→ TASK BRIEF
Look below for the line containing "white wall you can see.". Output it and each remaining line of the entries exactly, and nothing else.

### PROVIDED DATA ###

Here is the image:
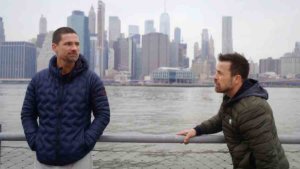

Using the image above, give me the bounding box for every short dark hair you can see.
[52,27,77,44]
[218,53,249,80]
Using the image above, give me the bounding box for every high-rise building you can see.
[144,20,156,34]
[259,57,281,74]
[201,29,209,60]
[170,41,179,67]
[89,6,96,34]
[96,0,105,77]
[294,42,300,57]
[0,17,5,42]
[159,12,170,38]
[89,34,99,71]
[128,25,140,37]
[280,53,300,77]
[174,27,181,43]
[208,36,217,76]
[35,15,47,48]
[108,16,121,47]
[67,11,90,66]
[37,31,55,71]
[178,43,189,68]
[39,15,47,34]
[222,16,233,54]
[141,33,170,78]
[194,42,201,59]
[159,1,171,39]
[0,42,37,79]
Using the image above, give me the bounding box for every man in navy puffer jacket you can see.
[21,27,110,168]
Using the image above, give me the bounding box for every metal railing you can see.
[0,124,300,169]
[0,132,300,145]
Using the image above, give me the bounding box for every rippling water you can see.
[0,84,300,134]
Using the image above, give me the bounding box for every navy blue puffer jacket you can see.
[21,55,110,166]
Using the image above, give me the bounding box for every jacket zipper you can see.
[55,81,64,161]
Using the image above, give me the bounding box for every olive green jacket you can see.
[195,79,289,169]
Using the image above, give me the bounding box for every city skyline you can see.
[0,0,300,62]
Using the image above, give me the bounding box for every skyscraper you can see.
[67,10,90,63]
[35,15,47,48]
[201,29,209,60]
[144,20,156,34]
[0,17,5,42]
[194,42,201,59]
[208,36,217,75]
[294,42,300,56]
[128,25,140,37]
[96,0,105,77]
[0,42,37,79]
[39,15,47,34]
[159,1,170,38]
[222,16,233,54]
[37,31,55,71]
[89,34,99,71]
[108,16,121,46]
[142,33,170,78]
[174,27,181,43]
[89,6,96,34]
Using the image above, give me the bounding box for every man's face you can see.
[52,33,80,63]
[214,62,234,94]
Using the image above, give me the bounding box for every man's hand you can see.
[176,129,196,144]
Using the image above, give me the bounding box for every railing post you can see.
[0,124,2,166]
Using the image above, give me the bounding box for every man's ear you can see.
[234,75,243,84]
[52,43,57,51]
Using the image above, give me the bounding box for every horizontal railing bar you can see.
[0,132,300,144]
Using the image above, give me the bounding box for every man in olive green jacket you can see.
[178,53,289,169]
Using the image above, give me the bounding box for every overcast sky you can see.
[0,0,300,61]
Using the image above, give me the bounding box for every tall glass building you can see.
[0,42,37,79]
[0,17,5,42]
[67,11,90,66]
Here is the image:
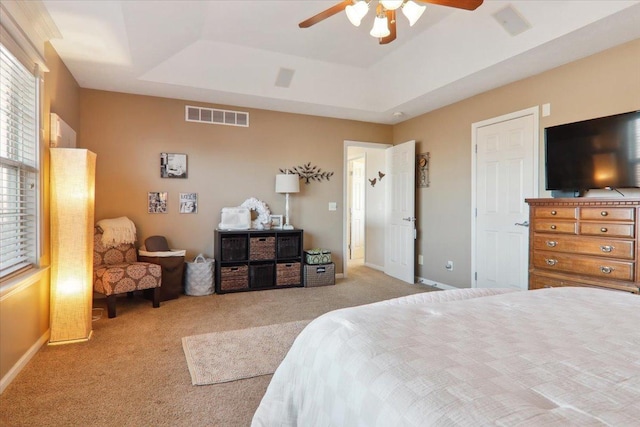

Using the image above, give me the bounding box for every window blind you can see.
[0,45,39,279]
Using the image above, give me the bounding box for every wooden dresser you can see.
[526,198,640,293]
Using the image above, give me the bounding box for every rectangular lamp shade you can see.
[276,173,300,193]
[49,148,96,344]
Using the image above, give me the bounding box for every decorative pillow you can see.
[144,236,170,252]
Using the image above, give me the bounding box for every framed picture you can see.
[269,215,282,229]
[147,191,167,213]
[180,193,198,213]
[160,153,187,178]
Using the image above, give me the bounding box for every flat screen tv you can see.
[545,111,640,192]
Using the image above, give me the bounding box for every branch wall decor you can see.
[280,162,333,184]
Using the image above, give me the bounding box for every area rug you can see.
[182,320,310,385]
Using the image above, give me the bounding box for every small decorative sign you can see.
[180,193,198,213]
[147,191,167,213]
[416,153,431,188]
[160,153,187,178]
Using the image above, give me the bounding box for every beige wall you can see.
[0,44,80,385]
[78,89,392,272]
[393,40,640,287]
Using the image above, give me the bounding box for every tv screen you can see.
[545,111,640,192]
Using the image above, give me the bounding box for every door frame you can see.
[342,139,393,277]
[345,152,367,260]
[471,106,541,288]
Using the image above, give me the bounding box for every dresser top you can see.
[525,197,640,207]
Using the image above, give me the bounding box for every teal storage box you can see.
[304,263,336,288]
[304,249,331,265]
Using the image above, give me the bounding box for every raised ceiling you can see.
[43,0,640,124]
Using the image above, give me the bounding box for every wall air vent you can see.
[184,105,249,128]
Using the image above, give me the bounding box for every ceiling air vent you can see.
[184,105,249,128]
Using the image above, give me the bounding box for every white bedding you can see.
[252,287,640,427]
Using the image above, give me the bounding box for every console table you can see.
[214,229,304,293]
[526,198,640,294]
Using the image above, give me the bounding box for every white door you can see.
[351,158,365,259]
[474,109,538,290]
[384,141,416,283]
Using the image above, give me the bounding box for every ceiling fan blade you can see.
[379,10,396,44]
[418,0,483,10]
[298,0,352,28]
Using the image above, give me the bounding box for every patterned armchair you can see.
[93,227,162,318]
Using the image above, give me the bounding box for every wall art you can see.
[416,153,431,188]
[147,191,167,213]
[180,193,198,213]
[280,162,333,184]
[269,215,282,229]
[160,153,187,178]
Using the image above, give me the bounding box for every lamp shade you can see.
[369,14,391,38]
[276,173,300,193]
[380,0,404,10]
[402,1,427,27]
[345,0,369,27]
[49,148,96,344]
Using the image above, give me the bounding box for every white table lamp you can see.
[276,171,300,230]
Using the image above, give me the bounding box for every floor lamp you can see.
[49,148,96,344]
[276,171,300,230]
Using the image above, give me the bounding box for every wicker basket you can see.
[304,263,336,287]
[249,236,276,261]
[276,262,300,286]
[220,265,249,291]
[220,235,247,262]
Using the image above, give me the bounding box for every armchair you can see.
[93,227,162,318]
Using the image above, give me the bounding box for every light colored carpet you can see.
[182,320,310,385]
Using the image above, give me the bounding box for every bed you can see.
[252,287,640,427]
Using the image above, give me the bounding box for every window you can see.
[0,45,39,279]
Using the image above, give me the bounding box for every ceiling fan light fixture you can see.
[345,0,369,27]
[402,0,427,27]
[369,13,391,38]
[380,0,404,10]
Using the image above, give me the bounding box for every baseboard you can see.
[364,262,384,271]
[0,329,51,394]
[416,276,460,290]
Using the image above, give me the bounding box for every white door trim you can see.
[342,139,393,277]
[471,106,540,288]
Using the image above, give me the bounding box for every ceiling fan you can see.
[298,0,483,44]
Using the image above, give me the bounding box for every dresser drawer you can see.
[529,274,596,289]
[580,208,635,221]
[533,207,578,219]
[529,274,638,294]
[533,220,577,234]
[580,222,635,238]
[533,234,635,260]
[533,251,634,281]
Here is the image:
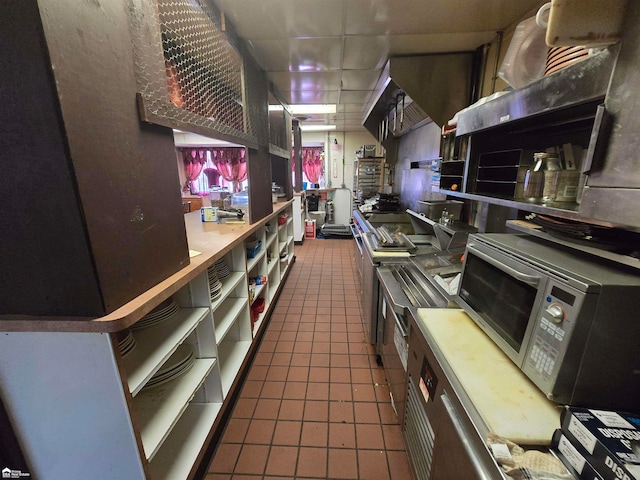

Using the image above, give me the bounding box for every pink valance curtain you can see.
[209,147,247,192]
[302,147,324,183]
[182,148,207,194]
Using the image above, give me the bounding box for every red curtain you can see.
[182,148,207,194]
[209,147,247,192]
[302,147,324,183]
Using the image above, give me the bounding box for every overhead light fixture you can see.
[300,125,336,132]
[289,103,337,115]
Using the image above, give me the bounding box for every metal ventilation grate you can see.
[404,377,435,480]
[131,0,255,141]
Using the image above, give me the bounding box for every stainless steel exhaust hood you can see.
[363,52,474,145]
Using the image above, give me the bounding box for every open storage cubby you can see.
[0,203,293,480]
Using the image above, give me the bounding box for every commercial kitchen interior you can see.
[0,0,640,480]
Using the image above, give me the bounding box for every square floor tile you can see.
[356,423,384,450]
[287,367,309,382]
[209,443,242,473]
[358,450,390,480]
[308,367,329,383]
[387,450,412,480]
[282,382,307,400]
[260,381,285,399]
[300,422,329,447]
[329,367,351,383]
[267,365,289,382]
[269,353,291,367]
[329,383,353,402]
[352,383,376,402]
[329,423,356,448]
[306,382,329,400]
[353,402,380,424]
[382,425,405,450]
[222,417,250,443]
[253,398,280,420]
[265,445,298,476]
[278,400,305,420]
[296,447,328,479]
[329,402,354,423]
[273,420,302,445]
[303,400,329,422]
[232,445,269,475]
[244,419,276,445]
[328,448,358,479]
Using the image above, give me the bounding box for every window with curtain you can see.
[292,147,324,183]
[181,147,248,195]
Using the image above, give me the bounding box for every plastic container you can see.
[498,17,549,88]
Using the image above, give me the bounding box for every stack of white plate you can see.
[145,345,196,388]
[131,297,180,330]
[214,258,231,278]
[207,267,222,302]
[118,329,136,357]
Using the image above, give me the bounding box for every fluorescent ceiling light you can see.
[300,125,336,132]
[289,104,337,115]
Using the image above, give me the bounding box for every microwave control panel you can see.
[524,281,583,384]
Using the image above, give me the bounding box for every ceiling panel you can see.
[341,69,382,90]
[345,0,540,35]
[280,90,340,103]
[250,37,342,72]
[214,0,344,39]
[268,72,340,91]
[211,0,542,131]
[342,35,390,70]
[340,90,371,103]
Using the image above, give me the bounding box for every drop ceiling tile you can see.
[214,0,343,39]
[345,0,540,35]
[342,69,382,90]
[250,37,342,72]
[342,35,389,70]
[340,90,371,103]
[280,90,340,103]
[338,103,367,113]
[387,30,496,56]
[268,72,340,91]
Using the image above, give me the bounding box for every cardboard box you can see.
[551,430,604,480]
[562,407,640,480]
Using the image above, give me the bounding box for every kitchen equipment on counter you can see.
[376,258,447,424]
[403,309,559,480]
[455,234,640,411]
[536,0,627,47]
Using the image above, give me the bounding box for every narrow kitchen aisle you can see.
[206,239,411,480]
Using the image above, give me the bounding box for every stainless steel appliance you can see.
[456,234,640,411]
[377,259,448,424]
[403,312,505,480]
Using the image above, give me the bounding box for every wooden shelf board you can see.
[218,340,252,397]
[213,297,248,345]
[150,403,222,480]
[122,308,208,397]
[134,358,216,460]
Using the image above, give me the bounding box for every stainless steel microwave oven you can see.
[456,233,640,412]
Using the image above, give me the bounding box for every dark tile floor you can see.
[206,239,411,480]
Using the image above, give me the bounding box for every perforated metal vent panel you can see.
[131,0,257,142]
[404,377,435,480]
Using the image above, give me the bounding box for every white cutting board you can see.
[545,0,627,47]
[418,308,561,446]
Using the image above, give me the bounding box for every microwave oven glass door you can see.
[460,253,538,355]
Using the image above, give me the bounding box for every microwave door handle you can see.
[469,248,540,287]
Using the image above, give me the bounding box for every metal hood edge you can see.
[362,52,474,145]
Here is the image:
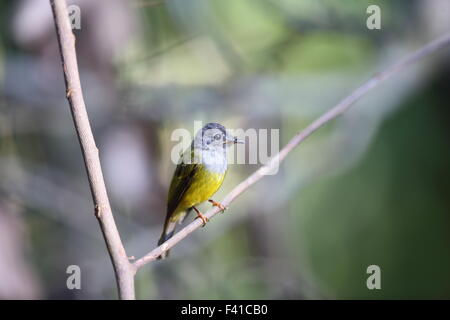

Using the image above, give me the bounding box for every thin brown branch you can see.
[50,0,134,299]
[134,34,450,270]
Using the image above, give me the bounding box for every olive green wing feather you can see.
[166,163,200,220]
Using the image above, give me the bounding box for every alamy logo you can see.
[66,264,81,290]
[366,264,381,290]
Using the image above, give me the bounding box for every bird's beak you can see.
[225,136,244,144]
[233,137,244,144]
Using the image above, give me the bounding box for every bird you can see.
[158,122,243,259]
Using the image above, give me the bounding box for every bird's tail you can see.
[158,221,178,259]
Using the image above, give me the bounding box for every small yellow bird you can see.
[158,123,243,259]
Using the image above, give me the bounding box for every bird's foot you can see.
[208,199,228,212]
[194,207,209,227]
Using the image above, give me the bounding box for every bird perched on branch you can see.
[158,123,243,259]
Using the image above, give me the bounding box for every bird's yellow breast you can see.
[173,165,226,219]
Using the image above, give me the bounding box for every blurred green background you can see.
[0,0,450,299]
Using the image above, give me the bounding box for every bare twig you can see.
[50,0,134,299]
[134,34,450,270]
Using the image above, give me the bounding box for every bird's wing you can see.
[166,150,200,221]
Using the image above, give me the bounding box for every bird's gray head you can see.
[193,122,242,151]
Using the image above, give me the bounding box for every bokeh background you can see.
[0,0,450,299]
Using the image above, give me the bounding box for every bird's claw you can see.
[208,199,228,212]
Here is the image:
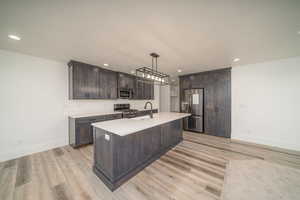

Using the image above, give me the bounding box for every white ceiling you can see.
[0,0,300,75]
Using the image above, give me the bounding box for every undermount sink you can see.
[131,115,151,120]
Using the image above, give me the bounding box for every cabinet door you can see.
[76,121,93,146]
[70,61,99,99]
[136,78,144,99]
[144,82,154,99]
[118,73,135,90]
[161,120,182,149]
[99,69,117,99]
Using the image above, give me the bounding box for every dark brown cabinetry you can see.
[118,72,154,100]
[134,77,154,100]
[137,109,158,117]
[180,68,231,138]
[68,61,117,99]
[94,119,182,190]
[69,113,122,147]
[68,60,154,100]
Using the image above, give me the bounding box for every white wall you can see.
[232,57,300,150]
[160,85,171,112]
[0,50,159,161]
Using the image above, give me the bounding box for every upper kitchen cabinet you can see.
[134,77,154,100]
[118,72,136,99]
[68,60,117,99]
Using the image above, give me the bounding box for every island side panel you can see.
[114,126,161,180]
[94,119,182,191]
[94,128,113,181]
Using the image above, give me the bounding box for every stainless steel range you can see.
[114,104,138,118]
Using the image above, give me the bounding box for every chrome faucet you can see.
[144,101,153,118]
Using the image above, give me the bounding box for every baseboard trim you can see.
[231,139,300,156]
[0,140,68,162]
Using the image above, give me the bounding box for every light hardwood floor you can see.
[0,132,300,200]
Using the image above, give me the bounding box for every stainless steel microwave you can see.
[119,88,132,99]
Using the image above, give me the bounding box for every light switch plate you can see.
[105,134,110,141]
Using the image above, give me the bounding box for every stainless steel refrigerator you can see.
[181,89,204,132]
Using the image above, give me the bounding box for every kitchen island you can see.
[92,112,190,191]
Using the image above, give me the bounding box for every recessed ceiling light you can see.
[8,35,21,40]
[233,58,240,62]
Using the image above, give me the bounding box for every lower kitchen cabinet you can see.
[93,119,182,191]
[69,113,122,148]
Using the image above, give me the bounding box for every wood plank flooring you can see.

###

→ FINISHED ANSWER
Using the image above, give me the bounding box for every white wall you can see.
[232,57,300,150]
[160,85,171,112]
[0,50,159,161]
Using the image above, give me the bounding box for every upper kitchen cabinet you can see.
[134,77,154,100]
[118,72,136,99]
[68,60,117,99]
Using the image above, give me the bounding box for every island side panel you can see.
[114,126,161,180]
[94,119,182,191]
[94,128,113,181]
Using the image above, give me the bounding box for every stainless steel range you can see.
[114,104,138,118]
Using the image above, give me the bounding box for every chrome faucet you can see.
[144,101,153,118]
Using the image above, give me the bounding box for every baseboard trim you can see.
[231,139,300,156]
[0,140,68,162]
Using the image above, give me the bounding box for every light hardwood floor you can see.
[0,132,300,200]
Using the image above, give me the bounding box for every stainless steel microwave you can see.
[119,88,132,99]
Using the image above, give me the bounding box for every light switch plate you can see.
[105,134,110,141]
Using the image above, give me the bounding box for every stainless steel refrigerator you can see.
[181,89,204,132]
Using the image above, give me the bounding box for every kitchen island you can see.
[92,112,190,191]
Using the image above, give me the bounding box for every recessed ceiling light you can see.
[8,35,21,40]
[233,58,240,62]
Using the image above, give me the bounding box for every lower kitchen cabinet you can see.
[93,119,182,191]
[69,113,122,148]
Using the image above, give me the bounding box for every wood plank flooring you can see.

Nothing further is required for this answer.